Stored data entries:
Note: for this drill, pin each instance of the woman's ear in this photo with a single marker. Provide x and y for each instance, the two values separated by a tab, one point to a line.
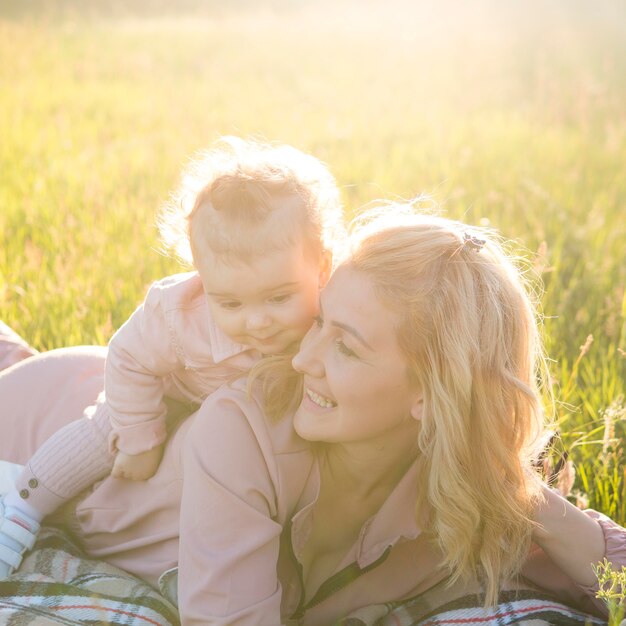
326	267
417	408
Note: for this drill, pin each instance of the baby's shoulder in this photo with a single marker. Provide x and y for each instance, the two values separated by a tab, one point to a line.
235	402
179	291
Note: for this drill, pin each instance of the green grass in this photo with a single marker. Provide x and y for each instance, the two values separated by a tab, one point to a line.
510	115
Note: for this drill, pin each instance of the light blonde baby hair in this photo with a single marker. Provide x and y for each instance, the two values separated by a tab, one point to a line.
469	332
229	199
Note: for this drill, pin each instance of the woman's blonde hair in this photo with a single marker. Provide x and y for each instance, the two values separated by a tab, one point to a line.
229	198
470	336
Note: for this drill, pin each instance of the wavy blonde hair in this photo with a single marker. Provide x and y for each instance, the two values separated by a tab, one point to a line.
229	196
469	331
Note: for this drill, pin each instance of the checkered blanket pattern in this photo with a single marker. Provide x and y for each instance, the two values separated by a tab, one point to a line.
521	608
57	585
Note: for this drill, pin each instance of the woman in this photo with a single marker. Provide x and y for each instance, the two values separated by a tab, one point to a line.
408	462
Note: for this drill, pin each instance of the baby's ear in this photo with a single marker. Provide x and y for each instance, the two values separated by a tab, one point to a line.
326	267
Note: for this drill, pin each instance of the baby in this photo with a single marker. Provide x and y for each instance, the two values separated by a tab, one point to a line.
260	222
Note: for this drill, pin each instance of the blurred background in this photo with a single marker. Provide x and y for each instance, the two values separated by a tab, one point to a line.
510	114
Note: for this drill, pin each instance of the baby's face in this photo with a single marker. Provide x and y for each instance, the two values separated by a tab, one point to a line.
270	303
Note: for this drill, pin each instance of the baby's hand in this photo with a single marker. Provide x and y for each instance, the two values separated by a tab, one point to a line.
137	466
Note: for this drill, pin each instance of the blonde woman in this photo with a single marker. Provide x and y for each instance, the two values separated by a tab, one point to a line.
404	478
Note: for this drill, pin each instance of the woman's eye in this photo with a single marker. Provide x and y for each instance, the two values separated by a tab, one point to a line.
341	346
280	299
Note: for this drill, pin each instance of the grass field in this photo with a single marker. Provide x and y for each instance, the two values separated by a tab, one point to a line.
510	114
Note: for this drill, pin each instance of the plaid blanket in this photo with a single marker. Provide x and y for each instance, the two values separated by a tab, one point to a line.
524	608
58	585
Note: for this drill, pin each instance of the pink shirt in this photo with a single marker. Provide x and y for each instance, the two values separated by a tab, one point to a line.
245	480
248	480
170	346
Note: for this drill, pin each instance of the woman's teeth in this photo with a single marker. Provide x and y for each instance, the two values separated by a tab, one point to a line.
320	400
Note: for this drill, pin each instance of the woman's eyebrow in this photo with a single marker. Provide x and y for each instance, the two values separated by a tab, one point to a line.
349	329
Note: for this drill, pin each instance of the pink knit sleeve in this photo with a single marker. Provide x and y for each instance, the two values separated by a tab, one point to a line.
229	535
140	354
543	572
615	551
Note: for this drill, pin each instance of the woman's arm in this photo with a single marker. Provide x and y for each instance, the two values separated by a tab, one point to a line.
229	541
572	539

*EXERCISE*. Leave the pictures out and reproduce each record exactly as written.

*RESPONSE TO THIS EXERCISE*.
Note: for this drill, pin each instance of the woman's ear in this photo with a single marker. Provide x and y for each instance, the two values separated by a tab, one point to a line.
326	267
417	408
Note: for this drill, pin each instance of the baby's shoulder in this photo with a single marker. Provide x and y for each instance, the two values separated by a tab, one point to a line.
235	402
179	291
Note: for this drill, pin each instance of the green grass in this photo with a single marker. Provide x and y for each instance, the two values separated by a tab, one point to a line.
510	115
Note: for this drill, pin each instance of the light blonde baby hair in this photo with a single marker. Provide x and y for each instance, the two values separated by a tab, one point to a line.
469	332
229	199
Note: for this drill, pin each instance of the woman's blonde hair in this photo with a single marker. Provide x and y for each instance, the two values separated by a tab, one point to a line.
229	198
470	336
Note: for this drill, pin each instance of the wavy blonde hair in this photo with a single marker. Provide x and y for each instance, the two values separated by a tab, one point to a line.
229	196
469	331
Note: for this drill, pin each instance of the checkered blanket pattern in this photo with a single marker. Provide x and y for each instance, the two values separated by a tab, one point to a line.
521	608
57	585
Note: for this drill, pin each instance of the woman in this photo with a single marker. Provide x and y for each instance, the two values separated by a tab, one point to a line.
408	462
Note: for this drill, pin each instance of the baby's ear in this photo with a single marker. Provide x and y for each instance, the two values separated by a tab, one point to a line.
326	267
Note: for this drill, pin each instance of the baby in this photo with a single marker. Provide x and y for each instance, the two values separated by a tab, one point to a line.
260	222
Note: for this drill, pin each instance of the blurred background in this photo with a single marker. Provide x and y for each instance, the two values separated by a tab, one point to a line.
510	114
Note: for this drill, pin each instance of the baby's face in this photo with a single marker. Provide x and y for each instance, the two values separated by a tab, one point to a line.
270	303
Note: for this drill, pin each instance of the baby's hand in this photo with a single marker. Provide x and y for each instance, the two values separated by a tab, one point to a line.
137	466
Note: for this drill, pin each instance of the blonde woman in this photo with a single marker. Provide x and y for each instance, the two values separated by a tab, one point to a line.
404	478
Note: for this drill, pin each instance of the woman's eye in this photo with a single marker. Provide x and y for each instance, the two values separated by a tab, one point to a line.
341	346
280	299
Note: for this drill, pin each instance of the grass field in this photo with a single marker. Provide x and y for each instance, the two values separated by a tab, one point to a line.
510	114
Note: for this drill, pin each instance of the plaid blanket in this photo with a single marker. Provide x and y for each instance, the two values separated by a tab, one point to a line.
524	608
58	585
Note: for this drill, pin each instance of the pink shirt in this photo with a single marker. Provide x and y for each instance, the two values separated by a tab, one point to a line.
245	480
248	480
170	346
Note: for this drill, pin each instance of the woman's teeth in this photo with a single marker. Provide x and y for each instance, the two values separated by a tab, one point to a line.
320	400
Note: for this drill, pin each instance of the woman's eyebrow in this photo with a single marker. Provide x and y for each instance, the two values separated by a tab, one point to a line.
349	329
Note: for this drill, pin each instance of the pink knit sleeve in this photo with a single marker. Provide x and y for each instance, the two values separated by a tab, one point to a line.
229	535
140	354
543	572
615	551
Note: for this drill, pin each instance of the woman's arm in this photo with a single marker. Provide x and y for each instance, the two values separated by a tab, one point to a line.
229	541
572	539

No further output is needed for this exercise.